> [Task requirements] Repeat word for word the entries from the line containing "For the dataset, pick out the terracotta" through the end of the entries, including both of those lines.

***** Provided data *****

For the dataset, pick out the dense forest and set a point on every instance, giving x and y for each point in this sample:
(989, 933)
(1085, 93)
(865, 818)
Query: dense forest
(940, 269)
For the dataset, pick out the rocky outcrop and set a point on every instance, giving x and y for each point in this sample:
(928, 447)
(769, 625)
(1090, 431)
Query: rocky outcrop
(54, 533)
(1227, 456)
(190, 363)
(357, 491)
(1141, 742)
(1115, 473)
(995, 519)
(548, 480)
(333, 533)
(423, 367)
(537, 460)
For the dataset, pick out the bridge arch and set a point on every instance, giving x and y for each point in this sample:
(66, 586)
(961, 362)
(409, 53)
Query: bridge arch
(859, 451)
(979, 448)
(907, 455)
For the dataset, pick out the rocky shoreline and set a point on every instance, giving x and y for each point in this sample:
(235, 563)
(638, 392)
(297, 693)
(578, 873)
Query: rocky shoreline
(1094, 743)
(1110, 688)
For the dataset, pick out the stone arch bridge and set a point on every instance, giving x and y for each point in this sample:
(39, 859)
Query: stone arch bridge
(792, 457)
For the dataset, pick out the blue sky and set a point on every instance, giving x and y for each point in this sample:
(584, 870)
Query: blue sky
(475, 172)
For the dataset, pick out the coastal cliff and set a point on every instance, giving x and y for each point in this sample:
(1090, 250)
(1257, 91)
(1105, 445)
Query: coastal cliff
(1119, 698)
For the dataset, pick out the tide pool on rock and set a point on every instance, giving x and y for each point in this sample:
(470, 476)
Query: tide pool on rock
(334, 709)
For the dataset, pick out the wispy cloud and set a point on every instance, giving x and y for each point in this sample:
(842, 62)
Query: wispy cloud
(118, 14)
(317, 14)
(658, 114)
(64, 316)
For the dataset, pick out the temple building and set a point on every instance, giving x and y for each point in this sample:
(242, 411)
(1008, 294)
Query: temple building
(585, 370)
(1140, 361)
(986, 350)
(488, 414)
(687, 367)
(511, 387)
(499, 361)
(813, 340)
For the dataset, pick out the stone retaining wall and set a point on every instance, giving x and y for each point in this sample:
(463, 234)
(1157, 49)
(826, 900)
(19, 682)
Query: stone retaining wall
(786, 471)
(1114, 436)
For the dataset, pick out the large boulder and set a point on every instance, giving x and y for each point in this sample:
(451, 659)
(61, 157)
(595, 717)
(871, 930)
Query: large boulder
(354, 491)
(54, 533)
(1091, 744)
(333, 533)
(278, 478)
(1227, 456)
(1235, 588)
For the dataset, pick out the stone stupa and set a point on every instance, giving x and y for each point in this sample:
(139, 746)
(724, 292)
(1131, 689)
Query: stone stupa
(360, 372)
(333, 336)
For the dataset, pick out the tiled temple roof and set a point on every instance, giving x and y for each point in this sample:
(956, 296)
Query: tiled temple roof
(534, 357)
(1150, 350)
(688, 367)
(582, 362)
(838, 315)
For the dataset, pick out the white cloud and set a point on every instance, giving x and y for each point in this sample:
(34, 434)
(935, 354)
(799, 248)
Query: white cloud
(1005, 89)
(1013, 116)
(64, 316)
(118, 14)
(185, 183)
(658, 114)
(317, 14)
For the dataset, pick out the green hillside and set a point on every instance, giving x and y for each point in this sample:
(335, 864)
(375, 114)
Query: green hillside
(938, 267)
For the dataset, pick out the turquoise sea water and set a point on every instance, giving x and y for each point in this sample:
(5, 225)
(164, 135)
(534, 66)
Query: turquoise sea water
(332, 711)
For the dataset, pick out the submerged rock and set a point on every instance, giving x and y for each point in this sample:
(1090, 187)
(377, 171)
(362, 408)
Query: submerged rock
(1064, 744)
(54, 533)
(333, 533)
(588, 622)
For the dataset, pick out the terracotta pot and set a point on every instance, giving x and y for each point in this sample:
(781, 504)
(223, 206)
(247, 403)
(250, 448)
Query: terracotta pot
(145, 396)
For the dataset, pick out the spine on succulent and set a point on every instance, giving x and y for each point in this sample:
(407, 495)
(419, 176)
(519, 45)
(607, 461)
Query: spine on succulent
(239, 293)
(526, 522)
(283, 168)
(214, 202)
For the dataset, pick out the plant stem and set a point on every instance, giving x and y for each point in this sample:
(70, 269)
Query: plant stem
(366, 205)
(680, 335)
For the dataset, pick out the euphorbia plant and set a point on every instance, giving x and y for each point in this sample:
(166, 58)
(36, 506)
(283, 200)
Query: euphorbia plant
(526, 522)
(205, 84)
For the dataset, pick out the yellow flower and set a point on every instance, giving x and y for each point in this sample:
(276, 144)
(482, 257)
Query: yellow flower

*****

> [Solution to the exercise]
For the dataset, pick out the terracotta pot and set a point on every instance, giving x and y for each point in this sample:
(781, 504)
(223, 206)
(247, 403)
(250, 448)
Query: terracotta pot
(145, 396)
For the dataset, pick out the spine on succulent and set a point on every instance, giving x and y for each point in this sample:
(407, 495)
(419, 176)
(519, 45)
(607, 461)
Query: spine on succulent
(239, 293)
(526, 522)
(283, 168)
(214, 202)
For the dataset, pick out the plant stem and set a point on every instance, giving x and y for each point in this sample:
(70, 269)
Query: plant stem
(366, 205)
(680, 335)
For the dataset, pick out the euphorbia plant and set a point on every instance, giving x and y for each point in this sample:
(166, 58)
(36, 506)
(283, 200)
Query: euphorbia plant
(526, 522)
(205, 84)
For the dataset, pick out the yellow flower and set a point on every instance, giving x and y for each point in this sample:
(276, 144)
(482, 257)
Query: yellow flower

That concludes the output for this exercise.